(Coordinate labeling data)

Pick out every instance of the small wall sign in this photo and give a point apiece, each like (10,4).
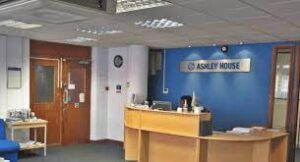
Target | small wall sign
(225,65)
(118,88)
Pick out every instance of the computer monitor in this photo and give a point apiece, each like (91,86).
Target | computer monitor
(164,105)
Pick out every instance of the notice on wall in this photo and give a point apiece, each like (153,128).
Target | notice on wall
(224,65)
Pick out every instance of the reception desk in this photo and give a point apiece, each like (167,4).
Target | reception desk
(160,136)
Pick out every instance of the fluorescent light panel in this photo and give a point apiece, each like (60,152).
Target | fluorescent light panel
(100,32)
(18,24)
(134,5)
(159,24)
(80,39)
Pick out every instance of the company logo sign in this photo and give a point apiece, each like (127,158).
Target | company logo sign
(225,65)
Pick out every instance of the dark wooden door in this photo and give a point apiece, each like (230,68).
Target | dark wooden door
(45,96)
(76,101)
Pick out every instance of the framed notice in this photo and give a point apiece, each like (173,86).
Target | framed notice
(14,78)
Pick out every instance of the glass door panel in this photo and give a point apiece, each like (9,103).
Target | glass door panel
(281,92)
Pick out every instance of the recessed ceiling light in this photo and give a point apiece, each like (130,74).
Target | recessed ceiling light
(159,24)
(18,24)
(101,31)
(134,5)
(81,39)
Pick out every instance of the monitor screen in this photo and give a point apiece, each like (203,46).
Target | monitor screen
(164,105)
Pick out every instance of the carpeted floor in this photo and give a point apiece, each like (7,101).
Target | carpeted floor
(99,152)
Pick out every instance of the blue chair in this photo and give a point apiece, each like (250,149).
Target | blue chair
(8,149)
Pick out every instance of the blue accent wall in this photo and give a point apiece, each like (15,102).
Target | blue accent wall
(235,99)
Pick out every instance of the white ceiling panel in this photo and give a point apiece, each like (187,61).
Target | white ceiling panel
(206,22)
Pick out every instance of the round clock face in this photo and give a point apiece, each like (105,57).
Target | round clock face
(118,61)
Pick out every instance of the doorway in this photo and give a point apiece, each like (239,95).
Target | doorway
(281,84)
(60,90)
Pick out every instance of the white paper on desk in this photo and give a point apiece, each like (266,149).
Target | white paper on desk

Instructions to follow
Scale the material from the line containing "Pick out every instance of the company" through the end of the material, giving only those lines and repeating each one, requests included, with every coordinate in the answers multiplied by 1.95 and rounded to a whole number, halves rounded up. Leave the requests and their sample points unchanged.

Written solution
Pick out every instance of the company logo sign in this photo and give a point apiece, each like (127,158).
Target | company logo sign
(439,127)
Pick out every instance of the dark wooden door in this photo and give a point apiece, each like (230,68).
Target | dark wooden door
(88,187)
(148,197)
Pick out every instance of the framed notice in this photo and give a point apiece, each like (173,86).
Target | framed notice
(27,152)
Pick out every instance of the glass door panel in this photo and give a point apiece, each like (9,103).
Target | glass door panel
(548,179)
Pick out every instance of the recessed ceiling light in this photo and give a point apiece, each like (130,74).
Target | recessed ceiling light
(310,47)
(35,47)
(197,60)
(261,10)
(158,76)
Pick out every instance of the monitor screen in this photo and give a point apiece, each like (203,46).
Target | monitor screen
(320,205)
Pick out every instance of the carpeted floor in this photo and give a point apiece, each like (7,101).
Target | carpeted floor
(193,296)
Pick out every instance of the blue chair in this photo and give a point apiece, each like (250,149).
Target | blue chair
(16,291)
Pick out every instance of the blue accent wall in this photo and give a point apiece, each like (15,102).
Target | blue accent wall
(458,193)
Pick out every instance of the white ceiling panel in this photo and give a point apiece, each like (187,61).
Target | white ceiling panel
(402,43)
Pick out every instance of the round clock face in this photo and give a point apiece, each like (105,57).
Target | round clock face
(230,119)
Pick out every instance of the doorway in this photo and give a point apiece, each like (239,95).
Target | doorway
(548,164)
(117,176)
Pick out every instance of the white paper on desk in this photo and give a point apiece, each like (266,149).
Target | white paper on desk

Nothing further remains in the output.